Text shown =
● ● ●
These principles of statutory construction lead to the inevitable conclusion that the Legislature intended the word “facilities” in section 70311, subdivision (b) to include all the things specified in the definition of “[c]ourt facilities” set forth in section 70301, subdivision (d).

The Facilities Act was a continuation of the Legislature’s intent (1) to maintain “county contributions to trial court operations” at the level a county “provided to court operations in the 1994-95 fiscal year with adjustments to the cap, as specified” in the Lockyer-Isenberg Trial Court Funding Act of 1997 (Stats. 1997, ch. 850, § 3(b)), and (2) to proceed “as rapidly as possible toward the goal of full state funding of trial court operations” (Stats. 1997, ch. 850, § 2(g)). Therefore, the nature and obvious purpose of the Facilities Act was to maintain the status quo until the state assumes full responsibility for trial court operations.

Viewing the Facilities Act as a whole discloses that all of its provisions concern court facilities. It encompasses the transfer of court facilities to the Judicial Council (§ 70321); the obligation of a county to continue to provide court facilities prior to their transfer to the Judicial Council (§ 70311, subd. (b)); and the responsibility of a county to help fund the maintenance of those facilities after their transfer (§§ 70351, 70353).

When the Legislature enacted the Facilities Act, it amended and renumbered former section 68073 as section 70311, deleted the definition of “facilities” contained in former section 68073, and replaced it with a more comprehensive definition of “court facilities” in section 70301, subdivision (d). This more comprehensive definition incorporates the components of the definition of “facilities” found in former section 68073 and adds the types of facilities that counties were providing for court operations based on judicial and court support positions that existed prior to July 1, 1996. (§ 70301, subd. (d).) Hence, removing the then-existing definition of “facilities” from former section 68073 (now § 70311) and moving it to, and expanding it in, section 70301 does not reflect an intent to relieve a county of its obligation to provide facilities that it was already funding. Indeed, such a result would be contrary to the purpose of the Facilities Act and the Lockyer-Isenberg Trial Court Funding Act of 1997. If, as the County claims, the Legislature intended a different definition of facilities to apply to a county’s statutory obligation under section 70311 than applies under the rest of the Facilities Act, it would have retained in section 70311 the definition from former section 68073.
● ● ●
Saved entries =
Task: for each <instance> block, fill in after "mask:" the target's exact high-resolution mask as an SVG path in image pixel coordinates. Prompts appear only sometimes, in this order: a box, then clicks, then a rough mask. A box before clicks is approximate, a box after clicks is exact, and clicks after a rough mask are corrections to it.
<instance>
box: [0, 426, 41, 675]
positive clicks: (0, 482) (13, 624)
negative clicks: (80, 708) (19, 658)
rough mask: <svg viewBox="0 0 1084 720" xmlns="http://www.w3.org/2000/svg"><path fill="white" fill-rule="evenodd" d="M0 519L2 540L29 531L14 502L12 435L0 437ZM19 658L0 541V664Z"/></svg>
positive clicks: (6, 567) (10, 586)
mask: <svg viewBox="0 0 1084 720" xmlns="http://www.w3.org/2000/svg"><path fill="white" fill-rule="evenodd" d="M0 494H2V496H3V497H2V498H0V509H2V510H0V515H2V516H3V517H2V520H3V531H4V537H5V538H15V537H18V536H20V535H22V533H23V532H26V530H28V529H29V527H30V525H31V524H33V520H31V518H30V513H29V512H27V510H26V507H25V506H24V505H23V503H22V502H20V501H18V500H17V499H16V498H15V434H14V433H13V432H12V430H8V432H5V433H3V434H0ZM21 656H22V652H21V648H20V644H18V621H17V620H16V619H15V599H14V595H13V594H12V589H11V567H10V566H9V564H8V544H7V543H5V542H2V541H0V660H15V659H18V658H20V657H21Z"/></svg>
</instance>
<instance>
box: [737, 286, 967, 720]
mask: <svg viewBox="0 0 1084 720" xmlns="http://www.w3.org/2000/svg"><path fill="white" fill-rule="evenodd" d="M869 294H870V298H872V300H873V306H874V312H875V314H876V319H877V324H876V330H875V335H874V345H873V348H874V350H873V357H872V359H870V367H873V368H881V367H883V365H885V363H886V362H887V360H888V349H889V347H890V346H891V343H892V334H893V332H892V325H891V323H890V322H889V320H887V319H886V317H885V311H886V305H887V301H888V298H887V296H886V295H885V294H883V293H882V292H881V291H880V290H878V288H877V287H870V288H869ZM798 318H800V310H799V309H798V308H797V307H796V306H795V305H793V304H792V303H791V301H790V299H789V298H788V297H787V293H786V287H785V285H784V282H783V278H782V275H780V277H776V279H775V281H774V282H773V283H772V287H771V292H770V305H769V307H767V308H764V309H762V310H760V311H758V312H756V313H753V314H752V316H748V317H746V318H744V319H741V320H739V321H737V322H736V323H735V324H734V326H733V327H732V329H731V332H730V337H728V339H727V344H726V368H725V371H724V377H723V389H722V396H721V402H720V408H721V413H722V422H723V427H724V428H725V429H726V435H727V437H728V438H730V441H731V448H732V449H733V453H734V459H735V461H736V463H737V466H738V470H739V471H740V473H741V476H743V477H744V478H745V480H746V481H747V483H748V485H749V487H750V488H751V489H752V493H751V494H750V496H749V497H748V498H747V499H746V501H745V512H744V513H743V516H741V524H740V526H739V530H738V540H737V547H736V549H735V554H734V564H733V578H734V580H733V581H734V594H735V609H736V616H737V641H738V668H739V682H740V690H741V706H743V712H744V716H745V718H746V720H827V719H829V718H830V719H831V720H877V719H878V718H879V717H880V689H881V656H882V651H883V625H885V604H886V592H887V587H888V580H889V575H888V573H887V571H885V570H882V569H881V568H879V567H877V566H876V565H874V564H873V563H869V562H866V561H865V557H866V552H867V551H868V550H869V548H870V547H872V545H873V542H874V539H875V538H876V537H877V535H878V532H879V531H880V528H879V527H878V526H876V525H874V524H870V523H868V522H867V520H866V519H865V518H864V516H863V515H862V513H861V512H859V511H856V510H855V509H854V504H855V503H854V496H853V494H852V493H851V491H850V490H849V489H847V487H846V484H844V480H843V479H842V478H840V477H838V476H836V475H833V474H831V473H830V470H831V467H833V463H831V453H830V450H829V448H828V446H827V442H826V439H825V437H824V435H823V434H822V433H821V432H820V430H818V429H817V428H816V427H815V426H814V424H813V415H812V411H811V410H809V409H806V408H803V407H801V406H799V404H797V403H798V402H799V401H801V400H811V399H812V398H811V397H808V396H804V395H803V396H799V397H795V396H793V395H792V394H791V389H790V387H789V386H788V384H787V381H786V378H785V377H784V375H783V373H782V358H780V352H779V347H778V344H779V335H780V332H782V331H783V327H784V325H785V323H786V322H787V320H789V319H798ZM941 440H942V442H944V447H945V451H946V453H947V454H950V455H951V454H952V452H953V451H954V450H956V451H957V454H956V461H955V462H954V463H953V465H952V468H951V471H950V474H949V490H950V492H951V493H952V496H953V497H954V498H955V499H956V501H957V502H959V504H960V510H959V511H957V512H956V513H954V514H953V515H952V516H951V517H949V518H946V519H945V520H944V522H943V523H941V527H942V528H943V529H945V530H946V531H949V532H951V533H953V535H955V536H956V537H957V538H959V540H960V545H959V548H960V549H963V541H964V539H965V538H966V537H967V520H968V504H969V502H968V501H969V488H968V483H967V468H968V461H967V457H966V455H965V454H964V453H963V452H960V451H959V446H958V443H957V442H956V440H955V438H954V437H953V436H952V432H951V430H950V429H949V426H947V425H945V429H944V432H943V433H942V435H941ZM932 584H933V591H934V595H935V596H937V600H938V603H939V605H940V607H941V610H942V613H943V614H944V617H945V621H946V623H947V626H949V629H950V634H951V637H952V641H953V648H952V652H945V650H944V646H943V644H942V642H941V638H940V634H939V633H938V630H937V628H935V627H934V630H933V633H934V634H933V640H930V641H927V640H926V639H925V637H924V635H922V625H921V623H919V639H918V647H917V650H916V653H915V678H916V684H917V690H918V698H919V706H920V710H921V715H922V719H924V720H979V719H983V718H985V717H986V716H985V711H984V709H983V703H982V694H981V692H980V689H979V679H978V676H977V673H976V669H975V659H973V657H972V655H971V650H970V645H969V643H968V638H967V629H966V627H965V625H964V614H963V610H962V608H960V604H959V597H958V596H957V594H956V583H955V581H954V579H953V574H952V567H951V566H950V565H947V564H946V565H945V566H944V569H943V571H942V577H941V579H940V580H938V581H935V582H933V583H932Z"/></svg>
● ● ●
Set of tasks =
1. Using the court facilities passage, explain why moving the definition of "facilities" out of former section 68073 does not show an intent to relieve a county of its obligation to provide facilities.
2. In the court facilities passage, what section was former section 68073 renumbered as?

Task solutions =
1. The new definition of "court facilities" in section 70301, subdivision (d) incorporates the components of the old definition and adds the types of facilities counties were already providing. Relieving counties of facilities they were already funding would also contradict the purpose of the Facilities Act and the Lockyer-Isenberg Trial Court Funding Act of 1997. Had the Legislature wanted a different definition to apply under section 70311, it would have kept the one from former section 68073.

2. Section 70311.